> [Brief]:
Reproduce the material below word for word, keeping every line unchanged.

□ □ □

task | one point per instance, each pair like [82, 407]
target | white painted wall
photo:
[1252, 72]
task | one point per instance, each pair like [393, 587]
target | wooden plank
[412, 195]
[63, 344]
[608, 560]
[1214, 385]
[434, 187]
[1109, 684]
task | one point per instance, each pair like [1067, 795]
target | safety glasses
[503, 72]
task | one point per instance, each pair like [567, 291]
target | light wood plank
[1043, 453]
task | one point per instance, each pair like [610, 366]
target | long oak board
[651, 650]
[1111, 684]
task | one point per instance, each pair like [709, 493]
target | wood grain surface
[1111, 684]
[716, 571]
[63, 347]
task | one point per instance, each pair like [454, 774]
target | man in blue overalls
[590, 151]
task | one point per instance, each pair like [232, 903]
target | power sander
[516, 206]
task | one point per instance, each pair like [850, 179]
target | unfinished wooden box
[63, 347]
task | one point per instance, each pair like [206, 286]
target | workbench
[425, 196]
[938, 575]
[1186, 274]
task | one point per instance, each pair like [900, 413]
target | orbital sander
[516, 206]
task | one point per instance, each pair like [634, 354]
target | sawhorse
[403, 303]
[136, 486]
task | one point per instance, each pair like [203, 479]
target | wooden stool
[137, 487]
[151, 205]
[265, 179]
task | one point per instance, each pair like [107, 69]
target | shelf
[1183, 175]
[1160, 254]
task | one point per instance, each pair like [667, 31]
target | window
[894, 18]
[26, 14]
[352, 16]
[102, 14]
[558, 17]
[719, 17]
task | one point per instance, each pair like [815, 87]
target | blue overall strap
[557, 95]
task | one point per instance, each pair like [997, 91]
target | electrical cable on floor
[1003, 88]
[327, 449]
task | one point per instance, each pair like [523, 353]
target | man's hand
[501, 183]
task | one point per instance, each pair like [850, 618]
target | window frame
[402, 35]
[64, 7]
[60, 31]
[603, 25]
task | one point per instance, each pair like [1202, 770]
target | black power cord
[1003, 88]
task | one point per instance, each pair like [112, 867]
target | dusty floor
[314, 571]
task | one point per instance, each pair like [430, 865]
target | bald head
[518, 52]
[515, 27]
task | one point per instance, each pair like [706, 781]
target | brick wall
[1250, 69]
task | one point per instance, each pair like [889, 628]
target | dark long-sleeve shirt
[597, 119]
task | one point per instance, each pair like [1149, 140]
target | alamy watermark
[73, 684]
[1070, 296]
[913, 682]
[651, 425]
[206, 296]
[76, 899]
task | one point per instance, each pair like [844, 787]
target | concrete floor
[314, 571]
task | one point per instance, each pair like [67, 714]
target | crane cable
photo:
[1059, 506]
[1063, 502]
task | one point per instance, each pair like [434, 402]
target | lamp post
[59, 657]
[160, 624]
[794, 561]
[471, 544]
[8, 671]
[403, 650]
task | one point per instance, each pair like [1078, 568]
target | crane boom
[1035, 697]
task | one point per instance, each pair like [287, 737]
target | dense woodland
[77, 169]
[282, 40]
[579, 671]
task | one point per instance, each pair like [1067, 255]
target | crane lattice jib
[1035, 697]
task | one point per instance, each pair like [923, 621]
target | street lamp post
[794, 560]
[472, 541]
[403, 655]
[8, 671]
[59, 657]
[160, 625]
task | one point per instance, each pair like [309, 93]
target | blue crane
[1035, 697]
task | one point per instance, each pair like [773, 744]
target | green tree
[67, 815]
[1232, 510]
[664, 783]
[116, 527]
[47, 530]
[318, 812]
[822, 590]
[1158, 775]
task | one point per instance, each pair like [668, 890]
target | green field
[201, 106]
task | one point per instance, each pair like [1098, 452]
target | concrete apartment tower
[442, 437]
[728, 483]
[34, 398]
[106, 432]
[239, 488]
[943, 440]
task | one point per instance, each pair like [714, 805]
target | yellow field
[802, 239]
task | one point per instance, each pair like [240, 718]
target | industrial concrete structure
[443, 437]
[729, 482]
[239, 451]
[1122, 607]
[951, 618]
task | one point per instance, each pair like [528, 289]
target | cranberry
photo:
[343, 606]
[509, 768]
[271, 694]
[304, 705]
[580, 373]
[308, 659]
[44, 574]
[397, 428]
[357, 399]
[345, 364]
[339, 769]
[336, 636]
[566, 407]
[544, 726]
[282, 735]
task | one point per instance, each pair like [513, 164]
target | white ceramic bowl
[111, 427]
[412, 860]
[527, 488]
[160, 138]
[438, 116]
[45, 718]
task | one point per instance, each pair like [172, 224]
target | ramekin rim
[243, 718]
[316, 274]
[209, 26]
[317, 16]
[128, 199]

□ □ □

> [Answer]:
task | one point per instance, each pair like [82, 407]
target | white painted wall
photo:
[1252, 72]
task | one point per instance, each pair like [393, 587]
target | wooden plank
[412, 195]
[63, 344]
[608, 560]
[1214, 385]
[434, 187]
[1109, 684]
task | one point per instance, each pair like [1067, 795]
target | safety glasses
[503, 72]
task | one point per instance, each pair like [567, 291]
target | light wood plank
[1043, 453]
task | one point per instance, each pair like [610, 366]
target | long oak board
[651, 650]
[1111, 684]
task | one point per instance, each pair like [709, 493]
target | wood grain surface
[1111, 684]
[716, 571]
[63, 347]
task | one point per instance, each pair like [454, 774]
target | man in blue overalls
[590, 151]
task | one point per instance, each pair like [232, 903]
target | power sander
[516, 206]
task | one point per instance, each pair like [850, 179]
target | unfinished wooden box
[63, 347]
task | one point per instance, each pair like [206, 286]
target | workbench
[425, 196]
[938, 575]
[1186, 274]
task | one point per instance, each pair like [900, 413]
target | orbital sander
[516, 206]
task | one point per instance, each pair like [634, 354]
target | sawhorse
[403, 303]
[136, 486]
task | one point per instance, each pair like [203, 479]
target | wooden stool
[137, 487]
[151, 205]
[265, 179]
task | one point per instance, each pair like [107, 69]
target | shelf
[1183, 175]
[1160, 254]
task | one point per instance, each pair like [667, 31]
target | window
[894, 18]
[26, 14]
[352, 16]
[102, 14]
[558, 17]
[719, 17]
task | one point per instance, each pair like [815, 87]
target | blue overall strap
[557, 95]
task | one point per instance, each pair like [997, 91]
target | electrical cable on floor
[1003, 88]
[327, 449]
task | one point per instance, each pair like [523, 353]
target | man's hand
[501, 183]
task | one point per instance, each pair like [850, 618]
target | window frame
[402, 35]
[64, 7]
[60, 31]
[603, 25]
task | one point per instance, each pair like [1202, 770]
target | black power cord
[1003, 88]
task | one point per instance, each pair like [112, 867]
target | dusty floor
[314, 571]
task | one point per instance, each pair like [430, 865]
target | bald head
[518, 52]
[515, 27]
task | one point per instance, each pair like [706, 781]
target | brick wall
[1250, 69]
task | one point per instance, each pair like [889, 628]
target | dark long-sleeve shirt
[597, 119]
task | one point per instance, each pair like [1149, 140]
target | alamy watermark
[73, 684]
[1070, 296]
[913, 682]
[651, 425]
[206, 296]
[76, 899]
task | one point per instance, each pair like [844, 787]
target | concrete floor
[314, 571]
task | one point per instance, each pair like [67, 714]
target | crane cable
photo:
[1059, 506]
[1063, 502]
task | one point per instance, each pair like [434, 402]
target | lamp post
[59, 657]
[160, 624]
[794, 561]
[471, 544]
[8, 671]
[403, 650]
task | one point per instance, each pair like [1078, 568]
target | crane boom
[1035, 697]
task | one point per instance, each pair like [287, 737]
target | dense woodland
[77, 169]
[282, 40]
[579, 671]
task | one point per instance, each pair like [1067, 255]
target | crane lattice jib
[1035, 697]
task | one point per instance, each pair like [923, 621]
target | street lamp post
[794, 560]
[472, 541]
[403, 655]
[8, 671]
[59, 657]
[160, 625]
task | one point per instance, each pair like [309, 93]
target | blue crane
[1035, 697]
task | one point per instance, each pair like [773, 744]
target | green tree
[67, 815]
[1232, 510]
[664, 783]
[116, 527]
[47, 530]
[318, 812]
[822, 590]
[1158, 775]
task | one point per instance, each pair like [668, 890]
target | green field
[201, 106]
task | one point per instance, each pair like [1098, 452]
target | concrete apartment tower
[442, 437]
[728, 483]
[34, 398]
[106, 432]
[239, 488]
[943, 440]
task | one point per instance, each pair like [714, 805]
target | yellow field
[802, 239]
task | one point per instance, each pair like [240, 718]
target | industrial concrete structure
[443, 437]
[729, 482]
[239, 451]
[1122, 607]
[951, 618]
task | one point per instance, each pair like [528, 289]
target | cranberry
photo:
[343, 606]
[509, 768]
[271, 694]
[304, 705]
[580, 373]
[308, 659]
[44, 574]
[397, 428]
[357, 399]
[345, 364]
[339, 769]
[336, 636]
[566, 407]
[544, 726]
[282, 735]
task | one point per instance, each pair like [513, 164]
target | white ceramic bowl
[111, 427]
[412, 860]
[527, 488]
[160, 138]
[438, 116]
[45, 718]
task | one point per instance, each pair like [172, 224]
target | ramekin rim
[243, 718]
[316, 274]
[209, 26]
[317, 16]
[128, 199]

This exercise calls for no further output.